Request: Using the text on schooling below, decide whether each statement agrees with it. Answer yes or no for each and quote the deciding words. (a) The writer's parents were rich. (b) The writer moved to the comprehensive in the sixth form. (c) All of the UK's faith schools are funded by the state.

In the town I grew up near, what school you went to depended
on a number of things.
My parents weren’t rich, so that was one option closed off.
Not that they’d have sent me to a would-be posh school anyway.
We weren’t Catholics, so that was another avenue closed.
I wasn’t a girl, so there’s another.
But I was quite bright, so I ended up at the old-fashioned,
self-satisfied boys’ grammar school.
Luckily for me, all that old divisiveness was on the way
out. So I was able to switch in the sixth form to the new comprehensive that
had previously been a secondary modern.
Not all comprehensives were, or are, as good. The change
between systems was not always well managed – partly because the heads of the
new schools were often old grammar heads who weren’t committed to the new idea.
Or who simply weren’t up to the new job.
But the idea itself was right.
The more you mix with people of different backgrounds,
different views and different abilities, the more tolerant and understanding
you’re likely to be. And the more variety of opportunity you, and they, will
have.
Which is why faith schools are such a bad idea.
Instead of opening doors, which is what education should do,
they close them.
As has been so forcefully remarked on in the case of
Birmingham’s Muslim schools, they breed intolerance. Lack of understanding.
Very bad science. Potential sectarian (and perhaps racist) violence.
With the enthusiastic urging of first Tony Blair and
latterly Michael Gove, faith schools have sprung up like mushrooms in the
night.
There are now more than 7,000 of them in the UK. Of those 6,751
are funded by the state, but free from what Gove likes to call “unsympathetic
meddling”.
Free, in other words, to perpetrate and perpetuate all those
bad things I just listed.

Dataset content:
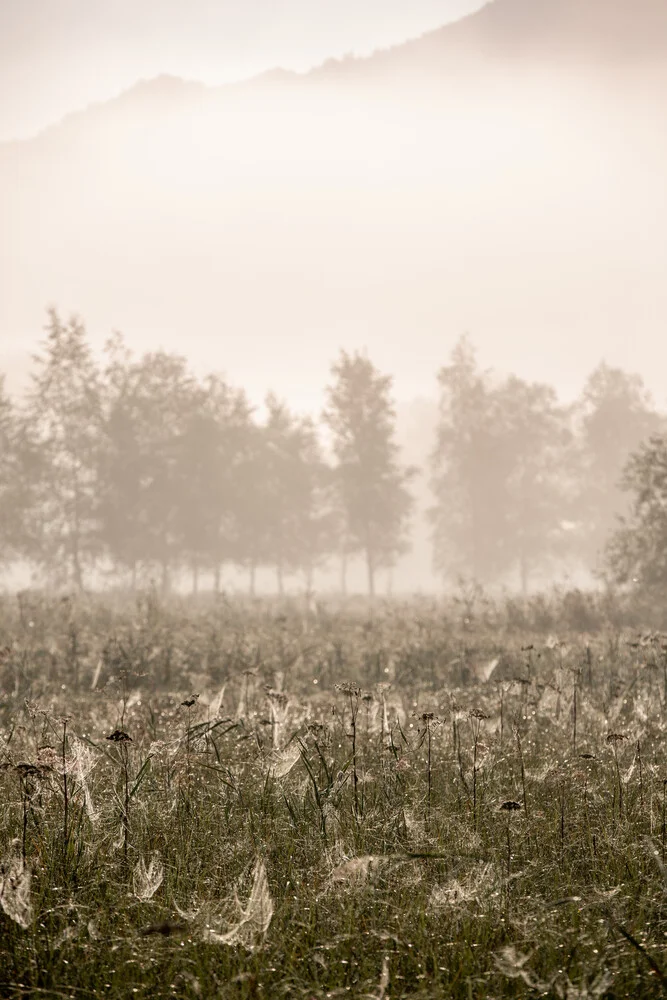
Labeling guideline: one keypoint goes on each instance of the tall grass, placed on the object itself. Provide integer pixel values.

Response to this exercise:
(a) No: "My parents weren’t rich, so that was one option closed off."
(b) Yes: "So I was able to switch in the sixth form to the new comprehensive"
(c) No: "There are now more than 7,000 of them in the UK. Of those 6,751 are funded by the state"